TEXTE À LIRE:
À quelques jours du lancement de son nouvel album en français, Gregory Charles repart à la conquête du public anglophone. Avec son producteur Gilbert Rozon, c'est au prestigieux festival Fringe d'Édimbourg que l'énergique MusicMan plonge dans cette ambitieuse opération séduction.

«Je suis très rigoureux», lance Gregory Charles dans un étroit couloir derrière la petite scène où il vient de se prêter à des jeux musicaux avec un public consentant et enthousiaste lundi soir. Avant de se pointer à Édimbourg, l'artiste québécois a lu le poète national Robert Burns, écouté de la musique traditionnelle ou populaire d'Écosse (Average White Band) et s'est même farci des albums de Rod Stewart qui, tout Anglais qu'il soit, a des racines au pays de Sean Connery.

Pourtant, quand Charles et ses trois musiciens se sont mis à interpréter les demandes spéciales écrites des spectateurs, la colle de la soirée n'avait absolument rien d'écossais: Let's Make the Water Turn Black, une chanson obscure de Zappa et des Mothers parue en 1968. Le petit rigolo qui la réclamait n'était pas non plus un gars du coin, mais un visiteur du comté de Devon, dans le sud-ouest de l'Angleterre.

«On dirait qu'on s'en va à Devon», a aussitôt lancé un Charles embêté, qui avait promis que, s'il n'arrivait pas à chanter ne serait-ce qu'un petit bout de la chanson réclamée, il irait donner un concert privé gratuit dans la maison du demandeur.

Mais plutôt que de s'avouer vaincu, il y a réfléchi pendant qu'il interprétait la demande spéciale suivante (Safety Dance des Men Without Hats), avant d'entonner des bribes de la chanson de Zappa.

ENTRÉES FOURNIES:
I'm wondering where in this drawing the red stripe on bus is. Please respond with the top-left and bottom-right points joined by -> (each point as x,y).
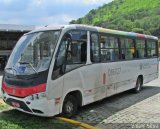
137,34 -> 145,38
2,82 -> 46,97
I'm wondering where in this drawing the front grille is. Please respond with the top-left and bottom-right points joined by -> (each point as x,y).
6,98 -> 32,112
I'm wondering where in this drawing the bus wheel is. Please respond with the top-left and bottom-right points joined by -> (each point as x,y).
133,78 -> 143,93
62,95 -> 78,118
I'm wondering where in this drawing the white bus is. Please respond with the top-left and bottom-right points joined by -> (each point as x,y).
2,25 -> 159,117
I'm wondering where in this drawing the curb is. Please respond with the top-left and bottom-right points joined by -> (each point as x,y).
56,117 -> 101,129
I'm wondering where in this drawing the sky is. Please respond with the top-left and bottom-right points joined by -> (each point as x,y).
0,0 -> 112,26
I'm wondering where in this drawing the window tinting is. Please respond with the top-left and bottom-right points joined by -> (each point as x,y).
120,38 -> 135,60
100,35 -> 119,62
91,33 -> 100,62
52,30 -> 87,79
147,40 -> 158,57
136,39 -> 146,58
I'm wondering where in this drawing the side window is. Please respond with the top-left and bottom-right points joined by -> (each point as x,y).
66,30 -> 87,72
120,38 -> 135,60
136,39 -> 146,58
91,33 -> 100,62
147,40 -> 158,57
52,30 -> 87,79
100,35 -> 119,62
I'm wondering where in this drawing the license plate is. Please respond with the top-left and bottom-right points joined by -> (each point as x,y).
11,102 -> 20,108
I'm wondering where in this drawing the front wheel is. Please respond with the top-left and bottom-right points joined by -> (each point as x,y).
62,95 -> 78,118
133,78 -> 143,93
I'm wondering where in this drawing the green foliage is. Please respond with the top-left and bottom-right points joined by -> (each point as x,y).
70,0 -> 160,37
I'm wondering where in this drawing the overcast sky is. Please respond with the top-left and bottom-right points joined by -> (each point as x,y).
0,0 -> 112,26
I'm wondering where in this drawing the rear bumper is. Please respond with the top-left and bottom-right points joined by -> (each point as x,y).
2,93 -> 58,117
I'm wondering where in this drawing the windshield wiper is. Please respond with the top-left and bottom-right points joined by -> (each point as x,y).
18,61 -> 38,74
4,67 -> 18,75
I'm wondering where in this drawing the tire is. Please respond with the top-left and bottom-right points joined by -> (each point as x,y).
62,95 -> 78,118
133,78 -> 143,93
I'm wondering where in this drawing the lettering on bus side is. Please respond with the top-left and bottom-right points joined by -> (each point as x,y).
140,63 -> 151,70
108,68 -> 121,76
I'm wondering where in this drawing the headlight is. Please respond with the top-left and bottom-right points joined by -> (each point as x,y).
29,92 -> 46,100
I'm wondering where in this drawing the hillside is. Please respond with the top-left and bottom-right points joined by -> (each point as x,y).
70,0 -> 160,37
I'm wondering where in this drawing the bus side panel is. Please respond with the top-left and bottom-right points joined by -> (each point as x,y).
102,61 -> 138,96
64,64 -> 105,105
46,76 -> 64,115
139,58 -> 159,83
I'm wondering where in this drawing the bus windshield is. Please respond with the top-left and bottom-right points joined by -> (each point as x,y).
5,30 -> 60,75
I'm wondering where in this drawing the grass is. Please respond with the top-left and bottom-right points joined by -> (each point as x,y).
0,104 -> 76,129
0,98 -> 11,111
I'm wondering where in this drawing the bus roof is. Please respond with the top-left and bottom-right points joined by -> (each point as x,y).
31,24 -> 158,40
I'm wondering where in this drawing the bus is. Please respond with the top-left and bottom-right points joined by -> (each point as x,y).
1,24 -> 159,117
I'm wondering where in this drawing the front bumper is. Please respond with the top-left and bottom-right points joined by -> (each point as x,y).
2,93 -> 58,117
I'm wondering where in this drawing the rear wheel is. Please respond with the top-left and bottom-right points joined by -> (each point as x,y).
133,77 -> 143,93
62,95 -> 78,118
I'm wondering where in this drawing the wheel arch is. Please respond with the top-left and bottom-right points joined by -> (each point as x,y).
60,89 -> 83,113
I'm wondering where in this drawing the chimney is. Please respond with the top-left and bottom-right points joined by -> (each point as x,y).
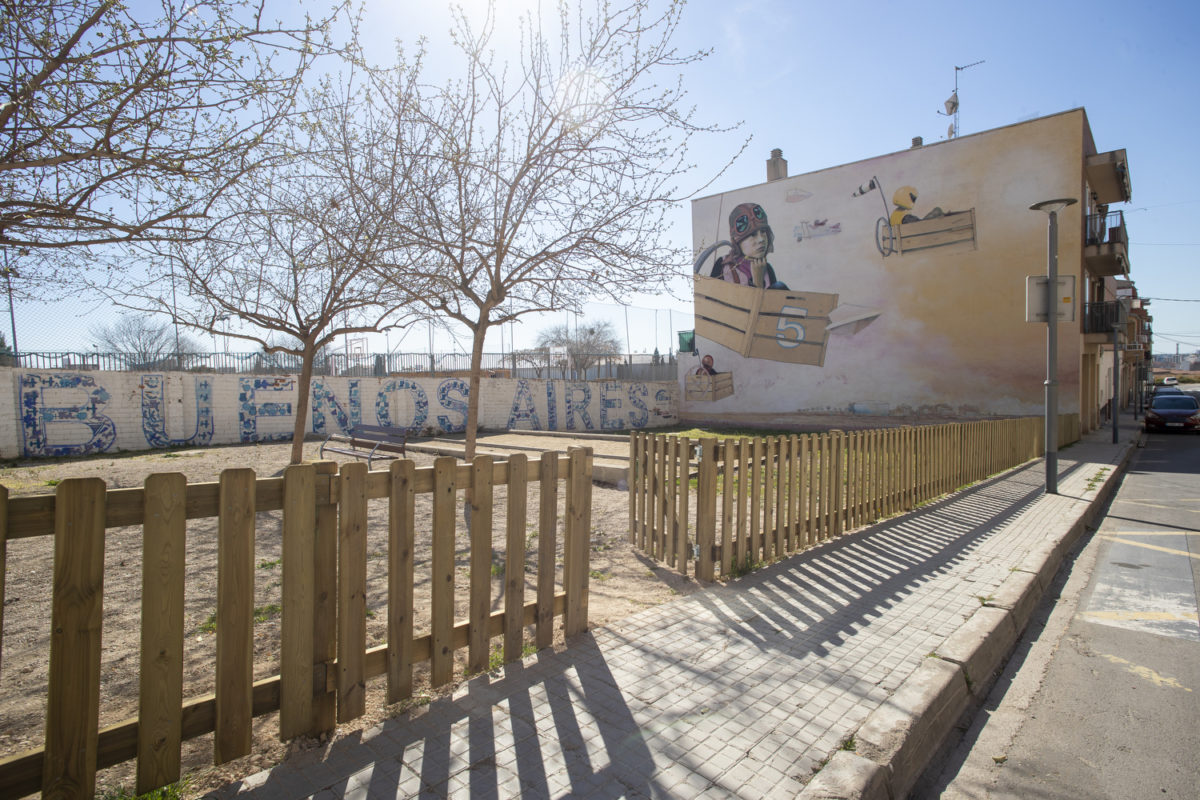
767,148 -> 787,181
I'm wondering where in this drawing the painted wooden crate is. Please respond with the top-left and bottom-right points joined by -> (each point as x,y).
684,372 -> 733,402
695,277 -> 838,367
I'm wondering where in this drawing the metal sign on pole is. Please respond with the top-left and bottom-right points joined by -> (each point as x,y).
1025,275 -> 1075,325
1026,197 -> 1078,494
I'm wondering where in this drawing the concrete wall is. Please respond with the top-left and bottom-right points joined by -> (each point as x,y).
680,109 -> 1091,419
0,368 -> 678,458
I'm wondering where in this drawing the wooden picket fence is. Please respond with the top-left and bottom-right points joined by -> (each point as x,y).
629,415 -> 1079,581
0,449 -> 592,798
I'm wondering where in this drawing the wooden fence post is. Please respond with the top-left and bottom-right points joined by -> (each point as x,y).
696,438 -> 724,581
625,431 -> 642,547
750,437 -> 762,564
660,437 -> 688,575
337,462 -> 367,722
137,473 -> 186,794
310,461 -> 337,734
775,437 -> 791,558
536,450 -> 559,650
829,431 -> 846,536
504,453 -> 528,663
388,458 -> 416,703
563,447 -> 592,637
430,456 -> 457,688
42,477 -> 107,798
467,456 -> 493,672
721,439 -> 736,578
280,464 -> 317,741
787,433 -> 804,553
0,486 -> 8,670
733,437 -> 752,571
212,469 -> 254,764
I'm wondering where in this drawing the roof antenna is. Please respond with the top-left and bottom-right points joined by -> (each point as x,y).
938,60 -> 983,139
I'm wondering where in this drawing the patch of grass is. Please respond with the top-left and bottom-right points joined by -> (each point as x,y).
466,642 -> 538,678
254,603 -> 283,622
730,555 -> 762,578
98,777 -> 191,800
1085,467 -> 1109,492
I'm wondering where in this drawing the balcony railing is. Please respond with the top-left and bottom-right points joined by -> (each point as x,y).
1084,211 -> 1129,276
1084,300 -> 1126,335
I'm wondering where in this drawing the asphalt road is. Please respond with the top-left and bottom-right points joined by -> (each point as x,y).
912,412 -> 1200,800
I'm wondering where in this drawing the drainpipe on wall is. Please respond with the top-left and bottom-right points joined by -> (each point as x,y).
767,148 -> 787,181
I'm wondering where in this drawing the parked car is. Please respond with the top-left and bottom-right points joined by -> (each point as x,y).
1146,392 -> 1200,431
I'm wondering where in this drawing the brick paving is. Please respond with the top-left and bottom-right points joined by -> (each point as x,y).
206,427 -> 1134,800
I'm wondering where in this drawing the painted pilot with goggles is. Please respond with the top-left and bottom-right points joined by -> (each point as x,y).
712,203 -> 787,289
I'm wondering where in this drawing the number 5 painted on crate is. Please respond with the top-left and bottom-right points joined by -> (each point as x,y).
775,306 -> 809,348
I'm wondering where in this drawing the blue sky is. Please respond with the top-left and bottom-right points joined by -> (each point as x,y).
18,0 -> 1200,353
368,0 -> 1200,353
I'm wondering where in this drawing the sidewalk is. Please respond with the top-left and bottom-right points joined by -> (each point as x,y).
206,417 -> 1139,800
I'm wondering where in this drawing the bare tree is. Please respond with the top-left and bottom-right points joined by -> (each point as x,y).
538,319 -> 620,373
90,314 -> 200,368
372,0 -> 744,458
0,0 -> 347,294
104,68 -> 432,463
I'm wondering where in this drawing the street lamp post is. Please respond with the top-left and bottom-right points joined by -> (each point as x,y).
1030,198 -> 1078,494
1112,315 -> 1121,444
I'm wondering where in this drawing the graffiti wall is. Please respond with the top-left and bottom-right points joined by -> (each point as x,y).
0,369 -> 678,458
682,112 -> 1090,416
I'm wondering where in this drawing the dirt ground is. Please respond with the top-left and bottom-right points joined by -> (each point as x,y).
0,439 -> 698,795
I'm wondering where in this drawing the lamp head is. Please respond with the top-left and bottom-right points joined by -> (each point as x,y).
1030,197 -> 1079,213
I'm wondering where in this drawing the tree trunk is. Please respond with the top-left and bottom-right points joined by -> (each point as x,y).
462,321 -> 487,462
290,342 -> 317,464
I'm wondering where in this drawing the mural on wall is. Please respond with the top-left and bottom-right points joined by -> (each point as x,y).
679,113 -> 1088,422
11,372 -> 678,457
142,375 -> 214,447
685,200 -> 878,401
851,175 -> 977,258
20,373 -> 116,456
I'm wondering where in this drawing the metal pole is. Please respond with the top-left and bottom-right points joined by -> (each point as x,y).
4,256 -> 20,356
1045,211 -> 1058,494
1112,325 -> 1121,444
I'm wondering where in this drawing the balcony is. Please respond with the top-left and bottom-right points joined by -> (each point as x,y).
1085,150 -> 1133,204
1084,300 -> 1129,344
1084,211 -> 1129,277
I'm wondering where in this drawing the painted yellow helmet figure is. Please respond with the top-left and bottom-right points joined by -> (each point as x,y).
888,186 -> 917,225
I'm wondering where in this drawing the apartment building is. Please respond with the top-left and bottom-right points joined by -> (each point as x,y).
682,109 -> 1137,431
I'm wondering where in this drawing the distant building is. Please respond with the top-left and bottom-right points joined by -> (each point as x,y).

EXERCICES:
(1) Renvoyez tel quel le passage de l'article sur Gregory Charles qui commence par les mots contenant « À quelques jours » et se termine par « de Sean Connery. ».
(2) D'après l'article sur Gregory Charles, quelle chanson le spectateur venu du comté de Devon a-t-il demandée ?
(3) Dressez la liste de toutes les personnes désignées par leur nom dans l'article sur Gregory Charles.

LISTE DES RÉPONSES:
(1)
À quelques jours du lancement de son nouvel album en français, Gregory Charles repart à la conquête du public anglophone. Avec son producteur Gilbert Rozon, c'est au prestigieux festival Fringe d'Édimbourg que l'énergique MusicMan plonge dans cette ambitieuse opération séduction.

«Je suis très rigoureux», lance Gregory Charles dans un étroit couloir derrière la petite scène où il vient de se prêter à des jeux musicaux avec un public consentant et enthousiaste lundi soir. Avant de se pointer à Édimbourg, l'artiste québécois a lu le poète national Robert Burns, écouté de la musique traditionnelle ou populaire d'Écosse (Average White Band) et s'est même farci des albums de Rod Stewart qui, tout Anglais qu'il soit, a des racines au pays de Sean Connery.

(2) Let's Make the Water Turn Black, de Zappa et des Mothers.

(3)
Gregory Charles
Gilbert Rozon
Robert Burns
Rod Stewart
Sean Connery
Zappa